[EXTRAIT]
####
Pendant ce temps, l’ancien ministre et candidat sur la liste du CPL-Tachnag, Élias Bou Saab, votait à Dhour el-Choueir, et son collègue Ibrahim Kanaan, à Jdeidé. Les banderoles aounistes orange étaient déployées tandis qu’on entendait dans de nombreux villages des chansons patriotiques dédiées au général Michel Aoun. À Baabdate, où il aura fallu attendre la fin de la messe pour voir les électeurs affluer, Nabil, 75 ans, s’aidait de sa canne pour arriver au bureau de vote. « Je viens voter pour l’avenir. Et pour le président Aoun. Nous votons aujourd’hui pour pouvoir rester au Liban. Parce que même à mon âge, si la situation ne s’améliore pas, nous pouvons quitter ce pays. Mais je veux croire en l’avenir, je garde espoir », affirme-t-il. À Beit-Méry, tôt le matin, Ghassan Moukheiber, candidat sur la même liste, a voté, suivi par Lina Moukheiber, candidate sur la liste opposée dirigée par les FL. « Je vote pour la première fois, a affirmé Roy, 26 ans, et je donnerai ma voix à Ghassan Moukheiber. C’est un député qui travaille comme il faut, qui participe aux commissions et aux séances parlementaires. »

De son côté, Nicolas a espéré que ces législatives vont permettre de faire entrer dans l’hémicycle « de nouveaux visages ». « Je vote pour liste des FL car j’estime que c’est la liste qui rassemble le plus de candidats indépendants », a-t-il ajouté. Près de lui, une tente regroupant des partisans de Sarkis Sarkis, candidat sur la liste du CPL. « Nous avons besoin de députés comme Sarkis qui aide tous ceux qui frappent à sa porte », répétaient-ils.

À Sin el-Fil, dans la cour d’une école publique accueillant des bureaux de vote, une électrice exprimait un « ras-le-bol de la classe politique », tandis qu’une électrice handicapée peinait à monter les marches menant au bureau de vote. Sous une même tente, partisans du CPL, des FL et des Kataëb ont passé l’après-midi ensemble. « Nous sommes tous une même famille », a commenté à Mansourieh un représentant de la liste présidée par Michel el-Murr. « Quels que soient les résultats, nous féliciterons les gagnants. C’est la démocratie. Et c’est ce pluralisme qui caractérise la société chrétienne », a-t-il déclaré.


(Lire aussi : Les lenteurs du vote ont-elles fait ombrage à la liberté des législatives ?)



« Ressentiment à l’égard de Gebran Bassil »
####
[LIGNES EXTRAITES]
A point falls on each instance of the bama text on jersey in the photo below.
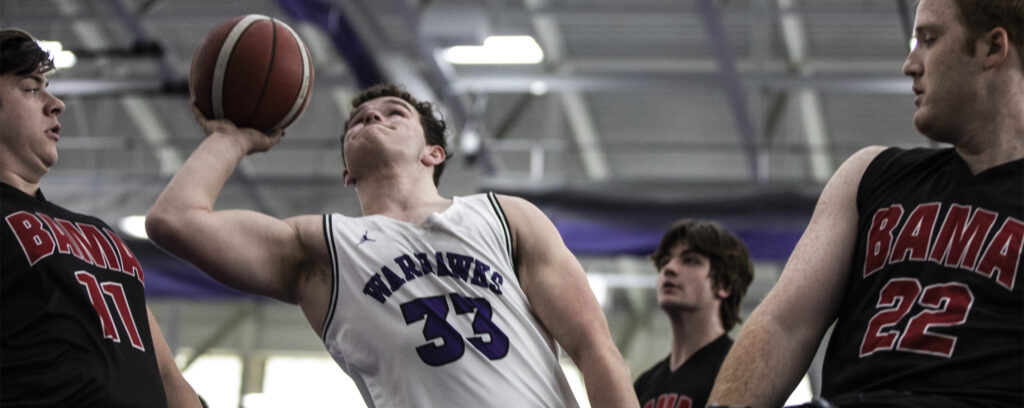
(963, 240)
(41, 236)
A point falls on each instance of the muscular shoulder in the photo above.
(313, 259)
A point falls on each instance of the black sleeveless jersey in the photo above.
(934, 301)
(75, 330)
(689, 385)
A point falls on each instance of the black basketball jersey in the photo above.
(75, 330)
(934, 301)
(689, 385)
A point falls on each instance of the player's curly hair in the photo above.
(731, 268)
(434, 128)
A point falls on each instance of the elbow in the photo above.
(160, 227)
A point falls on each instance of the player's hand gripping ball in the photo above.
(254, 71)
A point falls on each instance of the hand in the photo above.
(253, 140)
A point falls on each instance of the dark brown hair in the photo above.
(731, 268)
(982, 15)
(19, 54)
(433, 126)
####
[LE PROBLÈME] Rédige la suite de l'extrait sur le jour du vote des législatives au Liban, juste après l'intertitre « Ressentiment à l'égard de Gebran Bassil ».

[LE RÉSULTAT]
Les partisans de Michel el-Murr étaient présents dans certaines localités plus que dans d’autres. L’ancien vice-président du Conseil avait voté à Bteghrine accompagné de son fils Élias, sous une pluie de roses et de riz. « La manière dont le CPL a essayé de se débarrasser de Michel el-Murr n’est pas éthique », assurait également Raja, un de ses partisans à Beit-Méry. À Jdeidé, de nombreux Arabes naturalisés votaient également en faveur de cette liste. De nombreux chiites aussi, comme Mona, qui a fait l’éloge d’un « homme modéré ». « Nous sommes des chiites du Metn qui avons souvent voté pour des partis chrétiens, mais cet homme au passé historique mérite de gagner. » Son cousin, Tarek, a pour sa part voté pour Murr par « ressentiment à l’égard de Gebran Bassil », chef du CPL. « Je suis partisan du mouvement Amal et Nabih Berry veut que ses 5 000 partisans au Metn soutiennent Michel el-Murr », a-t-il encore dit.

Près de lui, Fatmé, une octogénaire, se plaignait de devoir attendre plus de 2 heures pour voter avant de se ressaisir. « Cheikh Saad lui-même a attendu pour voter à Beyrouth, qui suis-je pour me plaindre ? » a-t-elle dit, avant d’affirmer que cette nouvelle loi « est chaotique car elle ne permet pas le panachage ».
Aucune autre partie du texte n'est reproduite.